Stored data:
════════════════

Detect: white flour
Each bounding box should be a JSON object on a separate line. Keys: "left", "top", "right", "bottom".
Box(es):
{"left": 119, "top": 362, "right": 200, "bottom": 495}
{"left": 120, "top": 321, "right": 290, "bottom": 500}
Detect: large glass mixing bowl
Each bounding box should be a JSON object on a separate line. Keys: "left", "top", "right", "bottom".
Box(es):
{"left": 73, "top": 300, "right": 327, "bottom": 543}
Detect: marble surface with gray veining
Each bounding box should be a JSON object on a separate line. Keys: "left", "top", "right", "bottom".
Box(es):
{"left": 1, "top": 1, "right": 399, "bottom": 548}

════════════════

● **TO DO**: The records above need to be returned in full, with nothing altered.

● **SOLUTION TO THE PROBLEM**:
Detect: white flour
Each bounding box should be a JSON object on a separate line. Keys: "left", "top", "right", "bottom".
Box(es):
{"left": 119, "top": 362, "right": 200, "bottom": 495}
{"left": 120, "top": 321, "right": 290, "bottom": 500}
Detect: large glass mixing bowl
Each bounding box should be a JSON object on a separate line. Keys: "left", "top", "right", "bottom".
Box(es):
{"left": 73, "top": 300, "right": 327, "bottom": 543}
Detect: marble surface with gray veining
Each bounding box should be a JSON object on a separate line. Keys: "left", "top", "right", "bottom".
Box(es):
{"left": 1, "top": 1, "right": 399, "bottom": 548}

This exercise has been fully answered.